SET OF TASKS —
• a. Print the part of the abstract that opens with the words containing "Gene therapy for" and closes with "and nonhuman primates.".
• b. According to the abstract, for how long did E2F decoy suppress the cell-cycle regulatory genes in the mice?

PASSAGE —
============================================================
Gene therapy for attenuating cardiac allograft arteriopathy using ex vivo E2F decoy transfection by HVJ-AVE-liposome method in mice and nonhuman primates.

Cardiac allograft arteriopathy, which limits the long-term survival of recipients, is characterized by diffuse intimal thickening composed of proliferative smooth muscle cells. The transcription factor E2F plays a pivotal role in the coordinated transcription of cell-cycle regulatory genes. To test the hypothesis that double-stranded DNA with specific affinity for E2F (E2F decoy) is effective in preventing intimal hyperplasia, we performed ex vivo single intraluminal delivery of E2F decoy into cardiac allografts of mice and Japanese monkeys using the hemagglutinating virus of Japan (HVJ) artificial viral envelope-liposome method. In murine models, antisense cyclin-dependent kinase 2 (cdk2) kinase oligodeoxynucleotide (ODN) and no transfers were performed to compare the effects. Severe intimal thickening was observed, and multiple cell-cycle regulatory genes were enhanced in untreated allografts. E2F decoy prevented neointimal formation and suppressed these genes for up to 8 weeks, whereas antisense cdk2 kinase ODN had limited effects. In primate models, E2F decoy dramatically prevented neointimal thickening and suppressed multiple cell-cycle regulatory genes, whereas intimal thickening developed in the nontransfected or mismatch decoy-transfected allografts. Gel mobility shift assay proved the specific effects of E2F decoy, and reverse transcriptase-polymerase chain reaction documented that neither complication nor dissemination of HVJ into other organs was observed. We demonstrate that ex vivo gene delivery to allografts is a potent strategy to modify allograft gene expression, resulting in prevention of graft arteriopathy without systemic adverse effects.
============================================================
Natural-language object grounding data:
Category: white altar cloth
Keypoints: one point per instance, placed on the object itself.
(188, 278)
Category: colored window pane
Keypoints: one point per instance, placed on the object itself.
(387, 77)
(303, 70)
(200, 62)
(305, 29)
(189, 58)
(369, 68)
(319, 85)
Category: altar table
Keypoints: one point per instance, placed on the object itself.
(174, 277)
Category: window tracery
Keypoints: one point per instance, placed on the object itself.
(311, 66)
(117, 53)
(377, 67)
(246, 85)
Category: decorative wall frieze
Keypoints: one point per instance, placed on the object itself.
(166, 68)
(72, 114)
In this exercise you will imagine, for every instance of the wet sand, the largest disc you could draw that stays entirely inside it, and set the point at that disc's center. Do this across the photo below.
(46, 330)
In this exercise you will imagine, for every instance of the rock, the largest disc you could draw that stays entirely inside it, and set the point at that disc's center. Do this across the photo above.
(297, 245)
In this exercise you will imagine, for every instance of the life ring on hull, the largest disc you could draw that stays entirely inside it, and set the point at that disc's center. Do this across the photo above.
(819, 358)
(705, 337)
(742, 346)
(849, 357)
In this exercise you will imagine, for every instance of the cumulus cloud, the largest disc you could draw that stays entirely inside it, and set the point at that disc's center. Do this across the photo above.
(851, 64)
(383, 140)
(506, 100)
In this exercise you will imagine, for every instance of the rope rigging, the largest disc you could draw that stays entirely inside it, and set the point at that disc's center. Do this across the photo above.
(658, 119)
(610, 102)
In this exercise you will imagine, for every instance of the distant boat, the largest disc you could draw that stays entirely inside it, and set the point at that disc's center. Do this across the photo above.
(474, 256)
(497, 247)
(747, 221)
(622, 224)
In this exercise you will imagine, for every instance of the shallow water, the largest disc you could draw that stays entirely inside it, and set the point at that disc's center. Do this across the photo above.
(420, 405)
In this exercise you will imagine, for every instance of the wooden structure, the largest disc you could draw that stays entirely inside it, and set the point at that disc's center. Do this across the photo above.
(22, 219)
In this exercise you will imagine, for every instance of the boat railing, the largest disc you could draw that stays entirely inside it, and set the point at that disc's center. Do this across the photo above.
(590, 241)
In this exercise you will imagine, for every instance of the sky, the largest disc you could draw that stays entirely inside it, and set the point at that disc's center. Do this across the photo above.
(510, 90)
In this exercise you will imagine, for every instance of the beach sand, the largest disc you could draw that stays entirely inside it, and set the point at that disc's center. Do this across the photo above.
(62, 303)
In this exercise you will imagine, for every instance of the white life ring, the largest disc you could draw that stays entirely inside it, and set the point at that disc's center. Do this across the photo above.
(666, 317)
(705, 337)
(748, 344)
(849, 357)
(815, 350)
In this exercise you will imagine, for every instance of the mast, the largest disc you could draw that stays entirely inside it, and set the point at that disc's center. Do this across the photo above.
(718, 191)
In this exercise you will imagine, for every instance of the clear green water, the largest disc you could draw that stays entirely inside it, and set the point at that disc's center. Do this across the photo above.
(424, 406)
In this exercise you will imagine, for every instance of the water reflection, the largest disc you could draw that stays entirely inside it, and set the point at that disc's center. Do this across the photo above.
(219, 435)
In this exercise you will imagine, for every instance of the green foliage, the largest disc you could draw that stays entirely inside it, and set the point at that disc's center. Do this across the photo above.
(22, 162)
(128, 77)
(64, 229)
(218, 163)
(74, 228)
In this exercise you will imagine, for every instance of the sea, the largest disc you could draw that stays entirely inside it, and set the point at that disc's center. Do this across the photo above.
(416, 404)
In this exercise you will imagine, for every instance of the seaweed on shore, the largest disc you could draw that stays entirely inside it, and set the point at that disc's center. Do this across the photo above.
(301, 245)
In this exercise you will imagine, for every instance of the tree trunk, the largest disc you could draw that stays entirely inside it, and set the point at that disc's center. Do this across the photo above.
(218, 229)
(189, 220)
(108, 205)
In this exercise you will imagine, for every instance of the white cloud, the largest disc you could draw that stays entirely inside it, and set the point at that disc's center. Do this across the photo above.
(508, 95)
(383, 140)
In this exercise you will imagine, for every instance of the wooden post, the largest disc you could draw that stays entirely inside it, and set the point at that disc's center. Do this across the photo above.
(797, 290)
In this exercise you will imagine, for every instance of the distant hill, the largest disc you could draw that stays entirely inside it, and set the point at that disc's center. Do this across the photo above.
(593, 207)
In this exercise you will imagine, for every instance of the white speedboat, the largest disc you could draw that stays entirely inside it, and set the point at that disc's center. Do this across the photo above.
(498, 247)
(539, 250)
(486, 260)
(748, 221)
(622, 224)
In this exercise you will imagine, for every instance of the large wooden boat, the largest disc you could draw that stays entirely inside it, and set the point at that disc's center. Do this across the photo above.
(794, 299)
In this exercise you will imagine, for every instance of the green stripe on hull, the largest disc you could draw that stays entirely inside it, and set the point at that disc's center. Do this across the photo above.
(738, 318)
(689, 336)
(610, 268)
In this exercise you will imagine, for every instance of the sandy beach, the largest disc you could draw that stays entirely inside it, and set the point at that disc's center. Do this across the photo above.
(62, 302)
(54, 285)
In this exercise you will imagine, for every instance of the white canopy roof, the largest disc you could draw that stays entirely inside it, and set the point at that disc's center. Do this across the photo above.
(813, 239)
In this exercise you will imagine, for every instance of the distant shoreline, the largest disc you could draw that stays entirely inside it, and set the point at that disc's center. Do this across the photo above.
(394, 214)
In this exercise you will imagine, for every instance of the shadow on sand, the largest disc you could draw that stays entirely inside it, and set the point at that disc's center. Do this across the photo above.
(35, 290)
============================================================
ANSWERS TO EACH TASK —
• a.
Gene therapy for attenuating cardiac allograft arteriopathy using ex vivo E2F decoy transfection by HVJ-AVE-liposome method in mice and nonhuman primates.

• b. For up to 8 weeks.